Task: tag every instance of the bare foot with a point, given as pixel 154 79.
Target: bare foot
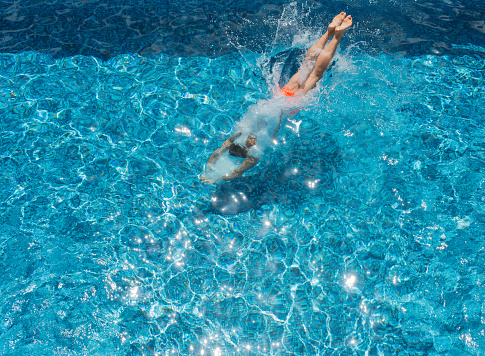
pixel 337 21
pixel 340 30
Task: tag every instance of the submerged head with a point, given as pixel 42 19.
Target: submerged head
pixel 242 151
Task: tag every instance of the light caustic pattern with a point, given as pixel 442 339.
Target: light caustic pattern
pixel 358 233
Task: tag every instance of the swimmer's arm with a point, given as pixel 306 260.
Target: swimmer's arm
pixel 223 148
pixel 220 151
pixel 248 163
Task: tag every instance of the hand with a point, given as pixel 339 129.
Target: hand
pixel 205 180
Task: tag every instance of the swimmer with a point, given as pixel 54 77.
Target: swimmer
pixel 316 62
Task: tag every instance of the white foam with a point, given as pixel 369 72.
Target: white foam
pixel 225 164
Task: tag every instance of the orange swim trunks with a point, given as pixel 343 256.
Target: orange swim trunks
pixel 287 91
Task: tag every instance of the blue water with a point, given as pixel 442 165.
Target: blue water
pixel 359 233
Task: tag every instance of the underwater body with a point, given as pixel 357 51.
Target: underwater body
pixel 360 231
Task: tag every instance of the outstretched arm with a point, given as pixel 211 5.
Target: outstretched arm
pixel 223 148
pixel 248 163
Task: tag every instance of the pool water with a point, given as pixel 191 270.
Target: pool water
pixel 360 232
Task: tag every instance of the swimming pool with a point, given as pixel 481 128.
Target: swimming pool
pixel 360 233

____

What is expected: Skipping the pictures, transcribe each line above exactly as it appears.

Reply:
Task: tag every instance of the bare foot with a point, given as pixel 154 79.
Target: bare foot
pixel 337 21
pixel 340 30
Task: tag every instance of the submerged head with a point, given as pixel 42 19.
Target: submerged head
pixel 242 151
Task: tag every instance of the light caustic pattern with a point, given as pixel 442 339.
Target: light caustic pattern
pixel 358 233
Task: tag every instance of the swimmer's arm with a point, given as pixel 306 260.
Target: swimmer's arm
pixel 223 148
pixel 220 151
pixel 248 163
Task: tag every instance of the hand with a point, given as pixel 339 129.
Target: hand
pixel 205 180
Task: tag every instance of the swimmer with a point, given as pixel 54 77.
Target: swimmer
pixel 316 62
Task: tag every instance of the white foam with a point, given as pixel 369 72.
Target: white foam
pixel 225 164
Task: tag every instance of the orange swim trunks with a point, given as pixel 343 256.
Target: orange swim trunks
pixel 287 91
Task: tag every instance of the blue water with a point, given as pixel 442 165.
Target: blue water
pixel 359 233
Task: tag every instance of the underwater body with a point, given as pixel 357 51.
Target: underwater body
pixel 360 231
Task: tag every instance of the outstretched arm with a point, given as pixel 211 5.
Target: outstretched arm
pixel 223 148
pixel 248 163
Task: tag every instance of the pool water with a point, given as pixel 191 270.
Target: pool water
pixel 360 232
Task: tag every instance of the swimming pool with a point, given as pixel 481 128.
Target: swimming pool
pixel 360 233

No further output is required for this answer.